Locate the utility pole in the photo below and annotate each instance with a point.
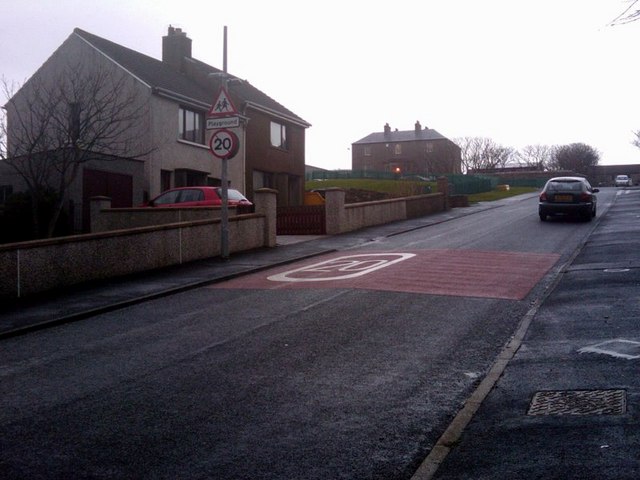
(224, 143)
(224, 217)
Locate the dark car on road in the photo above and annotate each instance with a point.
(197, 197)
(568, 196)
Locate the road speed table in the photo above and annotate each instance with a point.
(224, 144)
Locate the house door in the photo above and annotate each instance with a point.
(117, 186)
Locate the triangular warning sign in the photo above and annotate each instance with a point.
(223, 106)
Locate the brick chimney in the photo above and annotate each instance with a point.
(175, 47)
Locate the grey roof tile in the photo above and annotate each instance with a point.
(160, 75)
(401, 136)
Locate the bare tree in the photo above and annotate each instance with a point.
(483, 153)
(577, 157)
(537, 156)
(57, 123)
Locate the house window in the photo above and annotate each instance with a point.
(165, 180)
(278, 135)
(190, 125)
(5, 192)
(262, 180)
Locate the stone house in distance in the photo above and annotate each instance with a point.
(421, 151)
(179, 91)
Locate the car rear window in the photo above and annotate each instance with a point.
(194, 195)
(232, 194)
(565, 185)
(169, 197)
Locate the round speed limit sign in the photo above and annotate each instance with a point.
(224, 144)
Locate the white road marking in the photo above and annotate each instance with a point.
(348, 266)
(615, 348)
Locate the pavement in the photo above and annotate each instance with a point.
(561, 401)
(82, 301)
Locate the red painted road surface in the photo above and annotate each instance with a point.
(466, 273)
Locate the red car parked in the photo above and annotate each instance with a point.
(197, 197)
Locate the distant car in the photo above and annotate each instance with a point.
(197, 197)
(623, 181)
(568, 196)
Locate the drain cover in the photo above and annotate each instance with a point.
(578, 402)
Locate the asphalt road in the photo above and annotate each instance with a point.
(566, 406)
(330, 369)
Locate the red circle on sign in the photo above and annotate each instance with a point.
(224, 144)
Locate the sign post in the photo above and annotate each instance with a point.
(224, 144)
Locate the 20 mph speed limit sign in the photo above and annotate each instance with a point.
(224, 144)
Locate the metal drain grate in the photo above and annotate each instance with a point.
(579, 402)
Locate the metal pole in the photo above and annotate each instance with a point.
(224, 217)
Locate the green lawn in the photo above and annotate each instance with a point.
(499, 195)
(405, 188)
(398, 188)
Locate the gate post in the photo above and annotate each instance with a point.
(334, 210)
(266, 204)
(97, 204)
(443, 187)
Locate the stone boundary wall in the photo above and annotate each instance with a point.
(341, 217)
(40, 265)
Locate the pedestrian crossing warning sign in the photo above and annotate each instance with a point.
(222, 106)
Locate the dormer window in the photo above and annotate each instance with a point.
(278, 135)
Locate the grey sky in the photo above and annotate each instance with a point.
(519, 72)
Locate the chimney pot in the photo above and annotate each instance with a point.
(175, 47)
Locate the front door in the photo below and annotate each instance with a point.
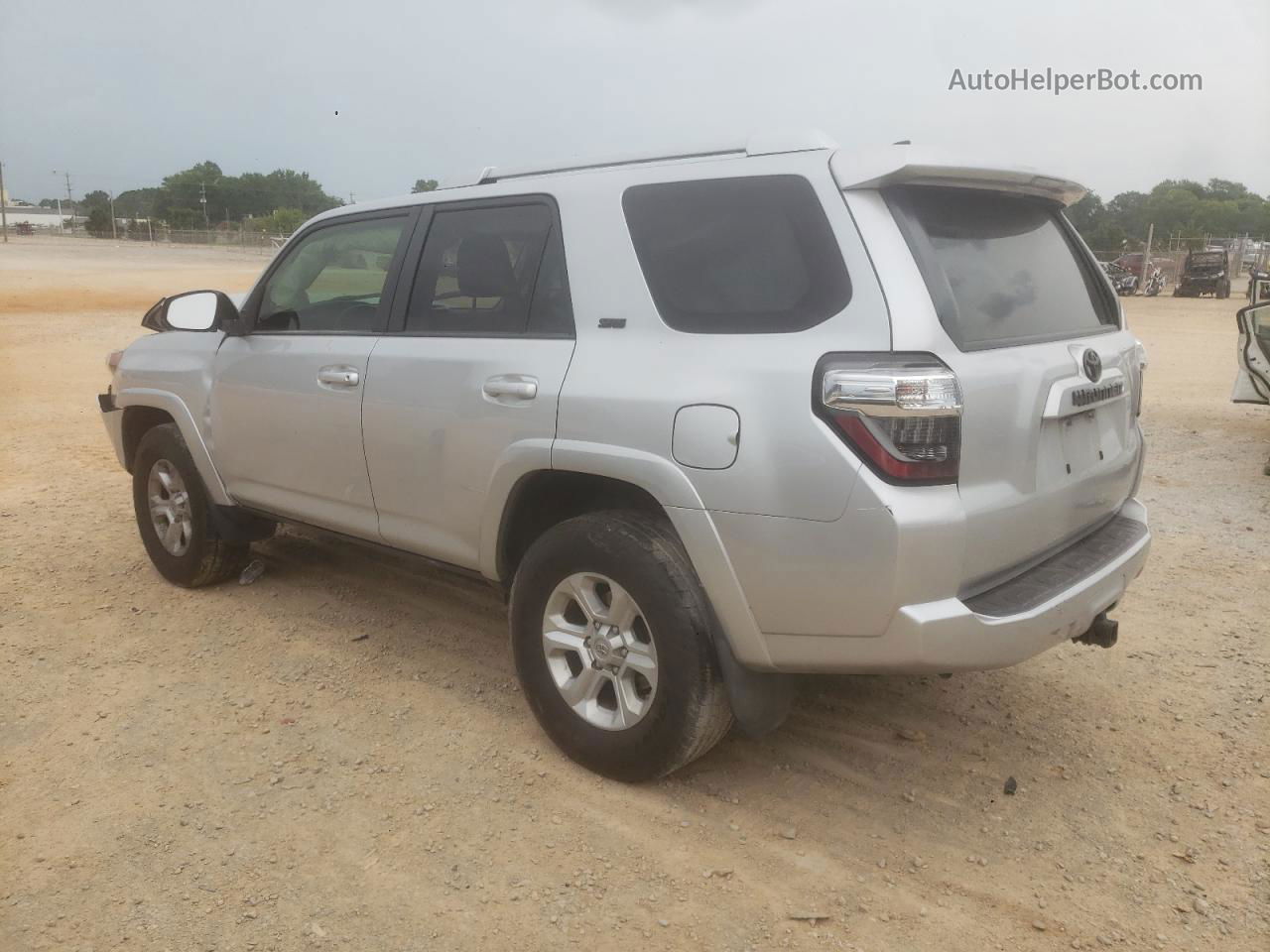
(286, 402)
(468, 373)
(1252, 384)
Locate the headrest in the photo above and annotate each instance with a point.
(484, 267)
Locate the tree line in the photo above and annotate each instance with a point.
(275, 203)
(1176, 207)
(280, 200)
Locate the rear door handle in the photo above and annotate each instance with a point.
(339, 376)
(509, 388)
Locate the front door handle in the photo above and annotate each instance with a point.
(339, 376)
(509, 388)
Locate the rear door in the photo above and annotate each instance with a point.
(1049, 440)
(470, 371)
(1252, 385)
(286, 402)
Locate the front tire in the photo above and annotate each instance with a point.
(175, 515)
(611, 640)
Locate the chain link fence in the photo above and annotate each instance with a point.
(238, 239)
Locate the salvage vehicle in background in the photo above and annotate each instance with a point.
(1205, 273)
(707, 420)
(1124, 281)
(1252, 376)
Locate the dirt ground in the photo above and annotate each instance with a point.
(230, 770)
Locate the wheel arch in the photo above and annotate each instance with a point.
(544, 498)
(145, 409)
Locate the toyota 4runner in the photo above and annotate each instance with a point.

== == ==

WORK INSTRUCTION -
Could all the data above be given again exactly, leaving out its images?

ANSWER BELOW -
Locate the utility pole in the photo below and annotate each instance with a point.
(224, 143)
(224, 217)
Locate the dark car on road in the photo above and annotate each instance with a point.
(197, 197)
(568, 196)
Locate the road speed table in the photo above and annotate each instance with a point.
(224, 144)
Locate the house door in the photo above and annotate each instance with a point.
(117, 186)
Locate the triangular warning sign in the photo above and annotate each instance with a point.
(223, 106)
Locate the brick chimney in the photo above and annotate each instance with a point.
(175, 47)
Locate the grey roof tile in the photo above and annotate each instance with a point.
(160, 75)
(401, 136)
Locate the bare tree in the photo above and annotate each instance with a point.
(483, 153)
(577, 157)
(537, 156)
(57, 123)
Locate the house window in the photo above and annotate each instance with a point.
(165, 180)
(278, 135)
(190, 125)
(5, 192)
(262, 180)
Locate the stone house in distance in the photo above and annotate each instance with a point.
(421, 151)
(179, 91)
Locate the car rear window in the photo above and annotate each instance with a point.
(194, 195)
(232, 194)
(565, 185)
(169, 197)
Locate the round speed limit sign in the photo above and annotate each instance with a point.
(224, 144)
Locate the white road marking in the photo above and annotate each instance with a point.
(348, 266)
(615, 348)
Locate the pavement in the photo above and annotate each instance with a point.
(561, 401)
(82, 301)
Locate the red painted road surface in the photo above and annotate each instance with a point.
(466, 273)
Locate the red car parked in the photo above and annotate each instance with a point.
(197, 197)
Locate the distant car in the photo above and annotate each instance with a point.
(197, 197)
(623, 181)
(568, 196)
Locate the drain cover in the photo above and annotate each instance with a point.
(578, 402)
Locate the asphalt road in the photo above and annotate each instance with a point.
(566, 406)
(330, 369)
Locate the red circle on sign in the photo above and annotate each instance with a point.
(224, 144)
Locate the sign post in the photo above and annotate each instance with a point.
(224, 144)
Locate the 20 mph speed limit sign in the photo above and annotate each instance with a point.
(224, 144)
Locate the metal drain grate in the photo above and annotate each instance with a point.
(579, 402)
Locate the metal pole in the photo above and annotate each instance with a point.
(224, 217)
Locate the green lawn in the photo above and annotate each instance with a point.
(499, 195)
(405, 188)
(398, 188)
Locate the gate post in the photo above and annotate each instance with a point.
(334, 210)
(266, 204)
(97, 204)
(443, 187)
Locate the stone boundary wall in the photo above and annotate each instance with a point.
(341, 217)
(40, 265)
Locate the pedestrian crossing warning sign in the photo above and annotate each instance with a point.
(222, 106)
Locate the dormer window in the photo above and annotate each instance with a point.
(278, 135)
Locate the grey sky in the photo above and annotate each instance with a point.
(519, 72)
Locate the chimney pot in the photo above and annotate each instance with a point.
(175, 47)
Locate the front door in the photo below and annotate each instance with a point.
(286, 402)
(468, 373)
(1252, 384)
Locate the headrest in the photo above and annotate each instance with a point.
(484, 267)
Locate the tree line in the photo above and annotate each instance with a point.
(275, 203)
(1176, 207)
(280, 200)
Locate the rear door handle in the photo above and annotate each instance with a point.
(339, 376)
(509, 388)
Locate the front door handle in the photo above and annotate each instance with a point.
(339, 376)
(509, 388)
Locate the rear door in the photo above and annotate each instance with a point.
(1049, 440)
(470, 371)
(1252, 385)
(286, 402)
Locate the front tire in the photo above and annotate each instance with a point.
(175, 515)
(611, 640)
Locate the chain link fence in the photo above and annotate each instance with a point.
(238, 239)
Locate the salvage vehicle in background in the photo above and annotate each instance with a point.
(1205, 273)
(707, 420)
(1124, 281)
(1252, 376)
Locate the dirt ground in the photo above and annotate each instance with a point.
(230, 770)
Locate the wheel arch in the photo above and annotate each instance with a point.
(544, 498)
(145, 409)
Locate the toyota 4runner in the photo above and annotate each instance with a point.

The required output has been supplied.